- Exercise instructions: All lines below must be repeated exactly, with the pictures omitted.

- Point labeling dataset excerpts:
----
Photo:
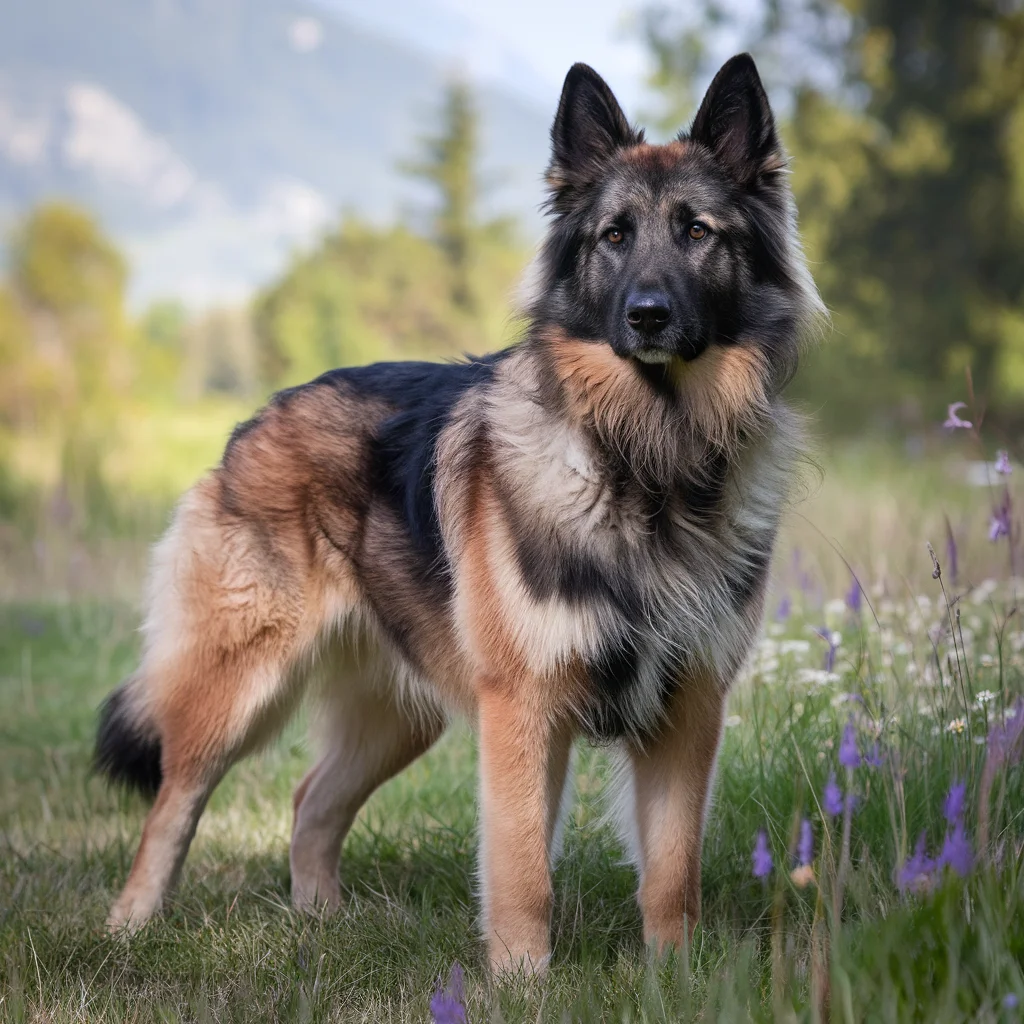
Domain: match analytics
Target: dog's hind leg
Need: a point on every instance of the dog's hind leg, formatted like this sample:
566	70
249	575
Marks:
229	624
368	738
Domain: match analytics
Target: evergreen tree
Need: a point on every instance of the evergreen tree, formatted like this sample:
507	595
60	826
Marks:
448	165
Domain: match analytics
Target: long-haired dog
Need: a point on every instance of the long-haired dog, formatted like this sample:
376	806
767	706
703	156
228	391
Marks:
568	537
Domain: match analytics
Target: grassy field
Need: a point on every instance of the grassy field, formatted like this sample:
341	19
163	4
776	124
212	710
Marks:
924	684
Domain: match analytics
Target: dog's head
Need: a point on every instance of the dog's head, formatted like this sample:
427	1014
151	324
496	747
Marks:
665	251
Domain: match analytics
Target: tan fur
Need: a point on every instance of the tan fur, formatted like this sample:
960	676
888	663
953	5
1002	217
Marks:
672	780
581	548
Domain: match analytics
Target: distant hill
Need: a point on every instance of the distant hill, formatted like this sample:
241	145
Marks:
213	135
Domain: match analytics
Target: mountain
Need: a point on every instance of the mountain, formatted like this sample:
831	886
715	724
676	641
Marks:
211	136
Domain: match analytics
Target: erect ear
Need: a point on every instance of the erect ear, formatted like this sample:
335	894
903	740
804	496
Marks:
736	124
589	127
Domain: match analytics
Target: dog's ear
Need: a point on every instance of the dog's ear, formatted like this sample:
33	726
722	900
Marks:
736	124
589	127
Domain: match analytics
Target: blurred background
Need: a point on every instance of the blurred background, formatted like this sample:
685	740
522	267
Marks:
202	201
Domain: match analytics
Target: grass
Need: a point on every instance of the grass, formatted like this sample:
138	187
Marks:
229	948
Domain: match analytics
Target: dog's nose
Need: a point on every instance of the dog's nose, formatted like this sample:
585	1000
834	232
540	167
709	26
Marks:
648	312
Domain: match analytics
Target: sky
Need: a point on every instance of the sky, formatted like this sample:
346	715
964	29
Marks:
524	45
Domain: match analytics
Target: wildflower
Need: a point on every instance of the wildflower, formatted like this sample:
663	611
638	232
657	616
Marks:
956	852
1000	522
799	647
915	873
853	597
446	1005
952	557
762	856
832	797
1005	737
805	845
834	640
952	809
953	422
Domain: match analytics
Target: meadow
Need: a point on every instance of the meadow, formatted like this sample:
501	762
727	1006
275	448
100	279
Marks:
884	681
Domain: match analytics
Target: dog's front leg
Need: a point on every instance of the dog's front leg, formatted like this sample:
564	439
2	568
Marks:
----
- Solution to this problem:
Photo:
Domain: match analytics
Target: dog's hind leg
Need: a point on every instance of the dog's hind leg, formatted like this sample:
566	70
249	575
Marks:
229	624
368	738
Domain: match analytics
Target: evergreen tree
Need: a point on every instance of the evergreen tree, formatted like this sample:
507	595
60	826
Marks:
448	165
Domain: match analytics
Target: long-haired dog
Need: a point on every instance of the long-haired dog, formatted like this sample:
376	806
767	706
703	156
228	391
Marks:
568	537
Domain: match analytics
Target: grassy field
Need: a point on every instance of the grassy field, formatted like this sample:
341	19
163	4
776	124
212	710
Marks:
924	684
Domain: match analytics
Target: dog's head
Need: a point on every instance of the dog's head, formatted like this sample:
427	1014
151	324
496	747
Marks:
665	251
Domain: match analytics
Target: tan fur
Need: a point on every instance of the tan fur, formatted like this sample:
960	676
888	663
953	5
1002	217
Marks:
672	780
581	548
Domain: match analytics
Target: distant hill
Need: a point on every instance of the distant hill, formatted like this sample:
241	145
Marks:
213	135
Domain: match analytics
Target: mountain
Need: a point on every instance of the mountain, formatted like this sample:
831	886
715	724
676	641
Marks:
211	136
Domain: match analytics
Target: erect ear
Need: a point on every instance of the erect ear, formatted like this sample:
335	894
903	740
804	496
Marks:
736	124
589	127
Domain: match analytics
Target: dog's ear
Need: a point on every instance of the dog's ear, formatted like this sample:
33	726
722	900
Marks:
736	124
589	127
Domain: match analytics
Target: blurred background
Need: a point on every instance of the blurred background, formatted like this sample:
685	740
522	267
Marks:
202	201
Domain: match analytics
Target: grass
Need: a point on every instance of the grass, formatted like this sample:
138	187
Marks:
229	948
Domain: match analytics
Target: dog's nose
Need: a point on every instance of the dog's nose, formatted like this sample:
585	1000
834	232
540	167
709	26
Marks:
648	312
Domain: match analytics
Target: sky
Need: a point on every instance of the sky, formatted like this sample:
346	715
964	29
Marks:
524	45
Domain: match analytics
Target: wildflower
Need: a point on every instance of the wildflower, formatted like this sample:
663	611
638	232
657	616
Marks:
956	852
1000	522
799	647
915	873
853	597
446	1005
952	557
762	856
832	797
1005	737
805	845
834	640
952	809
953	422
Domain: match analytics
Target: meadow
Need: a point on every instance of the meadow, formatted like this sample:
501	762
727	1006
275	448
100	279
Marks:
884	681
Domain: match analytics
Target: dog's front leg
Need: a point on every instance of the dog's front leg, formatted like this sample:
564	439
2	568
Marks:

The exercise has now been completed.